» Goal
List every line below that contains the string "wing". Case counts.
--*--
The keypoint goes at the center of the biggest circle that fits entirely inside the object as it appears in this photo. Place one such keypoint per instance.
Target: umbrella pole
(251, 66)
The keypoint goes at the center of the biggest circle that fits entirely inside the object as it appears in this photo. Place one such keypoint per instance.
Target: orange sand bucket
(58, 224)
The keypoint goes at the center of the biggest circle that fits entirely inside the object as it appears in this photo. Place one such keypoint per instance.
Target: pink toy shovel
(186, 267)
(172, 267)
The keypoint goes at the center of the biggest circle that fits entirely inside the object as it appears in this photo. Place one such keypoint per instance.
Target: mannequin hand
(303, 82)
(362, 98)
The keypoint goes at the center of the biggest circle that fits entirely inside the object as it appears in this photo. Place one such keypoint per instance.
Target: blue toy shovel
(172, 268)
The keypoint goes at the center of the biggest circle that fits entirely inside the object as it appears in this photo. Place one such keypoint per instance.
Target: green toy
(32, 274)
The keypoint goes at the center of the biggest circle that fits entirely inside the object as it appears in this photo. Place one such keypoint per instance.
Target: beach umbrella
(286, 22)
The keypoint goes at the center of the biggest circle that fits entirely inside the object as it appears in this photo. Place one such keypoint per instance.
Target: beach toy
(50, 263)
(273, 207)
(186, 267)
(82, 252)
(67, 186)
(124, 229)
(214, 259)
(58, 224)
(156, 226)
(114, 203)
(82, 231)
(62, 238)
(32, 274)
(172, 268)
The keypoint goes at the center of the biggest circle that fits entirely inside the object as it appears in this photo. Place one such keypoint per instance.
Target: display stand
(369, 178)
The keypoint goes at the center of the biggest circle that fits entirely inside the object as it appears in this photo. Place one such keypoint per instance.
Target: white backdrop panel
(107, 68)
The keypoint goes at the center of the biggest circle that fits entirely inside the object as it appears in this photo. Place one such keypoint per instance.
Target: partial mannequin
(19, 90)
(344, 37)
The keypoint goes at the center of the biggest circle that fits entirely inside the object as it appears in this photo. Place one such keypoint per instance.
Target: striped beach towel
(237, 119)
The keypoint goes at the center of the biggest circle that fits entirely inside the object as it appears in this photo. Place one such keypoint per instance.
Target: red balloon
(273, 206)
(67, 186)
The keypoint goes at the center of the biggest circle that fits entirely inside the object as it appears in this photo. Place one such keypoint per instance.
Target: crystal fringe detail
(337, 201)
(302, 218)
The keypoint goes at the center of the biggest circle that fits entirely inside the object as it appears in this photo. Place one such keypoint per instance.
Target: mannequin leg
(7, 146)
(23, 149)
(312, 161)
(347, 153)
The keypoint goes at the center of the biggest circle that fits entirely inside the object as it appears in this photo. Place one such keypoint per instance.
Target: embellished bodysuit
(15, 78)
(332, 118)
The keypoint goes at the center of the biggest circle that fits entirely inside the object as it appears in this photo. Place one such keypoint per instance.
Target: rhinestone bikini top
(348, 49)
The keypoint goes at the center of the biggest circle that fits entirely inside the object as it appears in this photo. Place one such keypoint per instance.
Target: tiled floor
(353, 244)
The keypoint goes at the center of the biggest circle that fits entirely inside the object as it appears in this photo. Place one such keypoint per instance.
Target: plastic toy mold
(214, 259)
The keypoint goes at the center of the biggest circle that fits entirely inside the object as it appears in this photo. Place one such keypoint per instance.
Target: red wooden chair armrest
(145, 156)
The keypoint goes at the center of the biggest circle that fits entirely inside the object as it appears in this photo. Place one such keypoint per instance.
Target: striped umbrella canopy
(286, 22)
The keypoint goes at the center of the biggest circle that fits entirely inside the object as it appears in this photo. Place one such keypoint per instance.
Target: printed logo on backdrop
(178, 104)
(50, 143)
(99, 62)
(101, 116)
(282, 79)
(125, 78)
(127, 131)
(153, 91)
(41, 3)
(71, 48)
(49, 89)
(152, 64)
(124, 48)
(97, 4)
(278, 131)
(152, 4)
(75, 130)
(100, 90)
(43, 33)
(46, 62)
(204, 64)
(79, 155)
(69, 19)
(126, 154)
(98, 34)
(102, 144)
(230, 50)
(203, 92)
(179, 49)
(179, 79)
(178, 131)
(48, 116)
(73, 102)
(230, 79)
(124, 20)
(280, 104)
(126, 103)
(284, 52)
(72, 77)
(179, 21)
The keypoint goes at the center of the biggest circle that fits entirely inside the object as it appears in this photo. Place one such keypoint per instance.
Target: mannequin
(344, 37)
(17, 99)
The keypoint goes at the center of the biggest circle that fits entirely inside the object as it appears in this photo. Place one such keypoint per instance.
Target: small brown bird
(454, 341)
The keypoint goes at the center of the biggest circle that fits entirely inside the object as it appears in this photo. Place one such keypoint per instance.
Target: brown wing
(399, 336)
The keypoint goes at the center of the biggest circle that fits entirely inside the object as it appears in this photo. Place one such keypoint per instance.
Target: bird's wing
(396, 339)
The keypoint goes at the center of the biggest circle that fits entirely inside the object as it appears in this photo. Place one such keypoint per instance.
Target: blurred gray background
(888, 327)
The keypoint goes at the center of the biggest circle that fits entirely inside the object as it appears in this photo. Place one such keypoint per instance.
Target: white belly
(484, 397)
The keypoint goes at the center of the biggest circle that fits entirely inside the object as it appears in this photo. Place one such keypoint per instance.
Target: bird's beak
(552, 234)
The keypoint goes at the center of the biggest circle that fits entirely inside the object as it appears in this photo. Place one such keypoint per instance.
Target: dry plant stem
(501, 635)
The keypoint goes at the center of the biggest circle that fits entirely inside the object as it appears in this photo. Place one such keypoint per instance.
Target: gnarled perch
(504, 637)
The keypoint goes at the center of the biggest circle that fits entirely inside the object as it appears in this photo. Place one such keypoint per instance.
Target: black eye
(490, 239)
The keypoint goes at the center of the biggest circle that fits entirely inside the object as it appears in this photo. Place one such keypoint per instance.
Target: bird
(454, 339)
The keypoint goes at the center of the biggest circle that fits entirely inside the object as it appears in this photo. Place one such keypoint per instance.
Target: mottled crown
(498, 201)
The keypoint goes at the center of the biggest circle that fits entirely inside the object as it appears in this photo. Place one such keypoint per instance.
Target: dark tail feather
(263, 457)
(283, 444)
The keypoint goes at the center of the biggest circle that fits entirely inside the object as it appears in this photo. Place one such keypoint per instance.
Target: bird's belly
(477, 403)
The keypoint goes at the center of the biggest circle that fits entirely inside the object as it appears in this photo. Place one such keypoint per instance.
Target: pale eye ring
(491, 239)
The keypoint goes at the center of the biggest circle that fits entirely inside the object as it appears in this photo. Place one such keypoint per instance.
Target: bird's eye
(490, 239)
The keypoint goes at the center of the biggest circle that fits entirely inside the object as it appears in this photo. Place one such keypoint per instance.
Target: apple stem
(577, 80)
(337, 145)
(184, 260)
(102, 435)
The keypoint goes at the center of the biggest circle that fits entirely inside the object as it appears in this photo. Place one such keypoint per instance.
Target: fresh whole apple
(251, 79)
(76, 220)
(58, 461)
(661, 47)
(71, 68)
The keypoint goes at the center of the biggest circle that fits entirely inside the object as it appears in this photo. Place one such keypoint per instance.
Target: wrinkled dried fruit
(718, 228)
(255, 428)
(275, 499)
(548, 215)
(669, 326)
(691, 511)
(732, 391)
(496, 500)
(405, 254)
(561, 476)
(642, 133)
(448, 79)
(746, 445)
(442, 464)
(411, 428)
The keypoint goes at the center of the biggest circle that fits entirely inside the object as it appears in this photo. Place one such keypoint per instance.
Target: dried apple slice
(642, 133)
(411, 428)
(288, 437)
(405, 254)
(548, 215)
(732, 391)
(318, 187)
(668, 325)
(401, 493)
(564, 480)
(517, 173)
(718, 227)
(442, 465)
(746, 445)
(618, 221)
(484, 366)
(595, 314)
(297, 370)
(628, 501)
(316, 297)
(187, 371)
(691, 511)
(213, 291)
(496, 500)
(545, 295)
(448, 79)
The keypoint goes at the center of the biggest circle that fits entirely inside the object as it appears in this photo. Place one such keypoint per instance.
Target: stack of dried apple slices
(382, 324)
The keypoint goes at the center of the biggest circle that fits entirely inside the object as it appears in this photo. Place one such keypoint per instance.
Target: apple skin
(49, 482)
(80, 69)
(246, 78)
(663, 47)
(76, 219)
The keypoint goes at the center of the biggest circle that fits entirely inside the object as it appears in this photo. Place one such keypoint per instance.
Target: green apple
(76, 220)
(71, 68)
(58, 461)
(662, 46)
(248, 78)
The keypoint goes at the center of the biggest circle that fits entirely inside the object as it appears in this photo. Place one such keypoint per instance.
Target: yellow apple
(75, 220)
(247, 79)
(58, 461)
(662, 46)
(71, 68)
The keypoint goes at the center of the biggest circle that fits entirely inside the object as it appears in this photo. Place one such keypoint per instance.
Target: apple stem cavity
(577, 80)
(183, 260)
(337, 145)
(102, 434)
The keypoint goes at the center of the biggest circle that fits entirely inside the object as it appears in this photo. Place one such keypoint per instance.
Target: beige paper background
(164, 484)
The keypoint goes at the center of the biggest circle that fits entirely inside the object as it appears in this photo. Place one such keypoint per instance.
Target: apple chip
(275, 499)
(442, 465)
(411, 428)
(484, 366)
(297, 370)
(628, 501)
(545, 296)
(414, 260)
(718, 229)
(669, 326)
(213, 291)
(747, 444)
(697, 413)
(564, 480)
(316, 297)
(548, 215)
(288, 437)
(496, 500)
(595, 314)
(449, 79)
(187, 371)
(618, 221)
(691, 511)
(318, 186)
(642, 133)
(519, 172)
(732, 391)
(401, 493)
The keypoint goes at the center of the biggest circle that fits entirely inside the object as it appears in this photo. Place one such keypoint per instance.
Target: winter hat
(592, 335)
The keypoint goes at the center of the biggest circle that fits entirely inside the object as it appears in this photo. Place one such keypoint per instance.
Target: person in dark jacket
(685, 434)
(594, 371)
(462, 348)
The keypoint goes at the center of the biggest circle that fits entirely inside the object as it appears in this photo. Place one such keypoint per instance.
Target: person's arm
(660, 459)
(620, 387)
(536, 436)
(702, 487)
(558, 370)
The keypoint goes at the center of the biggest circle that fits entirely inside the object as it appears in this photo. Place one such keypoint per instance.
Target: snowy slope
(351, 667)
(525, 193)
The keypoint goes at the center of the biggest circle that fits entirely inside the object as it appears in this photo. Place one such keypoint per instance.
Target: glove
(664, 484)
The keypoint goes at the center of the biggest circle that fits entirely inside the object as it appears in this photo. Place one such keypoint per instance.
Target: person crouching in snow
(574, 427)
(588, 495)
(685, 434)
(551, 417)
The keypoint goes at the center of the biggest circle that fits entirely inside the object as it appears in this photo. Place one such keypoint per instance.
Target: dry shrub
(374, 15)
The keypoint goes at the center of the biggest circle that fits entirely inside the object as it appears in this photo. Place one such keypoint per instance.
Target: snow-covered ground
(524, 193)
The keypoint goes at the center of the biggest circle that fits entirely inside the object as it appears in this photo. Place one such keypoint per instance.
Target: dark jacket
--*--
» Answer to the task
Target: brown wing
Target: bird's wing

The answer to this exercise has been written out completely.